== Listed entries ==

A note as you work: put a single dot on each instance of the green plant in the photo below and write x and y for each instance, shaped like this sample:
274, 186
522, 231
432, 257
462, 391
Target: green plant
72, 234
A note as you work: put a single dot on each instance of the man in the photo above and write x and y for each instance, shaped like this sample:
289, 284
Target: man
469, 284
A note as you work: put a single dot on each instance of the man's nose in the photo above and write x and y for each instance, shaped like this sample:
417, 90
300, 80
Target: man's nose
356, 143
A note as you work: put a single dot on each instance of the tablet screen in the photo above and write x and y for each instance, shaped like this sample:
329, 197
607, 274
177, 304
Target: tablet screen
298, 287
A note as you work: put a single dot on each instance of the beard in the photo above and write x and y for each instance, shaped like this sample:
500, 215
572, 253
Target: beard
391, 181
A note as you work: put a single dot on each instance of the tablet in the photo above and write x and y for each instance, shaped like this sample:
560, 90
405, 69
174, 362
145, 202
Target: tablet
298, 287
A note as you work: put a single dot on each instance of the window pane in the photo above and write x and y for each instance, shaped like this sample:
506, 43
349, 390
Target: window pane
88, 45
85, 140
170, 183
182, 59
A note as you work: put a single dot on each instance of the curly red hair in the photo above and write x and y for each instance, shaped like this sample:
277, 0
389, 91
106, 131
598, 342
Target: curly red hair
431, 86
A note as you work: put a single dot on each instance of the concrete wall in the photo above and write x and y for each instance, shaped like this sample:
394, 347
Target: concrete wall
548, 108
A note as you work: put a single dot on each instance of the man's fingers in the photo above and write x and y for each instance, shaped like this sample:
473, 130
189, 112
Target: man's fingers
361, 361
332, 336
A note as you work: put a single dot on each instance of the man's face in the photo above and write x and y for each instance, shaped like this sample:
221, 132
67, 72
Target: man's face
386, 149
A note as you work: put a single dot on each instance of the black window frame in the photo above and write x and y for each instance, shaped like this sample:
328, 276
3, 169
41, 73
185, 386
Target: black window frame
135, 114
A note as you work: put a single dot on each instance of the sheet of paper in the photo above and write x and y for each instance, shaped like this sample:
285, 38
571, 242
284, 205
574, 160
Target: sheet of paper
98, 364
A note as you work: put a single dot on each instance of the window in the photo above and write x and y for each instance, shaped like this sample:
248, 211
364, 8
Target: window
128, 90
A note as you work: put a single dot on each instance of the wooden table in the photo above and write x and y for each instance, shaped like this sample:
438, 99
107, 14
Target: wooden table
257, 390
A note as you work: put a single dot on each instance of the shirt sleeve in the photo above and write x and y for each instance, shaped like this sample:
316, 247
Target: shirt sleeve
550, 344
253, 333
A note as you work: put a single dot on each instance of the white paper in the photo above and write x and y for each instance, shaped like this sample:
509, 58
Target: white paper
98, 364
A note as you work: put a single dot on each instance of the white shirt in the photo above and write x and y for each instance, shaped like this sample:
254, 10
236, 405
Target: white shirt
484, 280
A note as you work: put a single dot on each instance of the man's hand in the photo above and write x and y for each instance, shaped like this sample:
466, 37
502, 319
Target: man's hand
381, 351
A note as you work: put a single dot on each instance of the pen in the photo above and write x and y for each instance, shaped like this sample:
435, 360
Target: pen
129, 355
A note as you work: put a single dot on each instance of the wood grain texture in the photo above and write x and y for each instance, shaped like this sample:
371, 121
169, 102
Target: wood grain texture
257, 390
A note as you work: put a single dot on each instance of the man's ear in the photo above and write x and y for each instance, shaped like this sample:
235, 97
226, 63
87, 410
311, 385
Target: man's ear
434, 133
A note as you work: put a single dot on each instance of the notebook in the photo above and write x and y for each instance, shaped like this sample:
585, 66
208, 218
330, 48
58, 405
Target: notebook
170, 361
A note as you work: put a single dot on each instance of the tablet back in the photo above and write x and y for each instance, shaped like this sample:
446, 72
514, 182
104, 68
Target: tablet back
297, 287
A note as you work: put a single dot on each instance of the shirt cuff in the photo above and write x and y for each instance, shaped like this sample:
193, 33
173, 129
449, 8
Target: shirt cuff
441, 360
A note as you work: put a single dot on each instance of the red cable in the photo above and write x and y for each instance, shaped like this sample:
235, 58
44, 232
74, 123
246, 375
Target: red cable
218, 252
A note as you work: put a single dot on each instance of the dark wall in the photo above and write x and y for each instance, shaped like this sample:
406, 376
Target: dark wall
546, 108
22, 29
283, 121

===

Copy each line of the data above without altering a single character.

A note as you work: put a single dot on each instance of the green plant in the photo below and write x and y for each instance, shaped like this sample:
274, 186
522, 231
432, 257
462, 391
Target: green plant
72, 234
A note as you work: put a single dot on each instance of the man in the photo above and write x and y for each instance, shaped like this sample:
289, 284
Target: man
469, 284
A note as you work: put a single dot on each instance of the man's nose in the photo above and write x and y for each instance, shaped like this sample:
417, 90
300, 80
Target: man's nose
356, 143
A note as you work: put a single dot on each instance of the tablet screen in the photo above and write x and y for each instance, shaped like this sample:
329, 197
607, 274
177, 304
Target: tablet screen
298, 287
A note as you work: put a single dot on each instance of the beard in the photo above and write x and y for each instance, shaped like this sample:
500, 215
572, 253
Target: beard
391, 181
A note as you work: put a single dot on each instance of the tablet in the photo above and write x and y for each instance, shaped like this sample:
560, 90
405, 69
174, 362
145, 202
Target: tablet
298, 287
A note as you work: put a single dot on each instance of the window pane in the photo above and write x and y for each instance, shaped like this sample:
506, 43
349, 390
Target: window pane
88, 45
85, 140
170, 183
182, 59
A note as you work: put a single dot on each instance of the curly red hair in the photo above and write x and y for each instance, shaped like this sample:
277, 0
389, 91
106, 131
598, 342
Target: curly red hair
431, 86
A note as you work: put a single dot on each instance of the concrete wall in the photo above and write x and y for each instance, shaped like this sample:
394, 347
Target: concrete wall
548, 108
A note as you work: put a single dot on each instance of the man's fingers in the photo above and write x and y for each instance, shaped like this sample:
473, 130
189, 112
Target: man's fingers
361, 361
332, 336
A note as you work: put a single dot on each instance of the man's face in the photo above and write x and y for each instance, shaped like this sample:
221, 132
67, 72
Target: man's face
386, 149
A note as you work: put a single dot on each instance of the black window frame in the photo above and write x and y for each instance, shaped like this sample:
328, 276
3, 169
41, 73
185, 386
Target: black window frame
135, 114
A note as you work: put a single dot on each instance of the sheet of paper in the photo above and write x and y for each instance, shaped like this sample:
285, 38
571, 242
284, 205
574, 160
Target: sheet of paper
98, 364
A note as you work: put a single dot on each instance of the window in the photo above and write x and y for each instance, shaped like this sample:
248, 211
364, 8
Target: window
128, 90
A note as you work: put a single dot on each instance of the wooden table in the photo above and write x and y for each instance, shaped like this sample:
438, 99
107, 14
Target: wooden table
257, 390
A note as you work: put a single dot on each instance of the shirt sleeve in the photo above and write x and y for each instance, shaped like this sample:
316, 247
Target: shirt sleeve
550, 344
253, 333
A note as you work: put a single dot on each instance of the white paper in the photo above and write x and y for each instance, shaped like this sample:
509, 58
Target: white paper
98, 364
A note as you work: put a single dot on each instance of the white shirt in the photo above and write x and y for each instance, shaped like this sample:
254, 10
236, 405
Target: white shirt
484, 280
A note as you work: put a single dot on each instance of the man's hand in the photo above and write x and y for each instance, shaped like this sample:
466, 37
502, 319
Target: man's hand
381, 351
A note as you work: put a single dot on each instance of the pen in the photo above and write x and y for each instance, shaped like this sample:
435, 360
Target: pen
129, 355
A note as you work: put a single dot on each instance of the wood grain texture in the photo above and write x and y for each instance, shaped like this sample:
371, 121
169, 102
Target: wood grain texture
257, 390
A note as you work: put a single dot on each instance of the man's ear in the photo above and write x and y for each instance, shaped like this sample:
235, 97
226, 63
87, 410
311, 385
Target: man's ear
434, 133
A note as you work: put a single dot on each instance of the notebook in the photo above and write x and y for each instance, shaped like this sample:
585, 66
208, 218
330, 48
58, 405
Target: notebook
170, 361
A note as you work: put a single dot on each instance of the tablet back in the photo above and write x and y for each instance, shaped like this sample:
446, 72
514, 182
104, 68
Target: tablet back
297, 287
A note as you work: put a single dot on each instance of the shirt cuff in the photo above and write x and y for each instance, shaped like this sample:
193, 33
173, 129
449, 8
Target: shirt cuff
441, 360
A note as you work: put a single dot on each instance of the red cable in the photo above and write x and y for each instance, shaped like this sample:
235, 58
44, 232
74, 123
246, 375
Target: red cable
218, 252
A note as you work: put a single dot on each instance of the dark wall in the photo above and write x and y for each instance, shaped like this sample:
406, 376
Target: dark wall
546, 108
22, 29
283, 121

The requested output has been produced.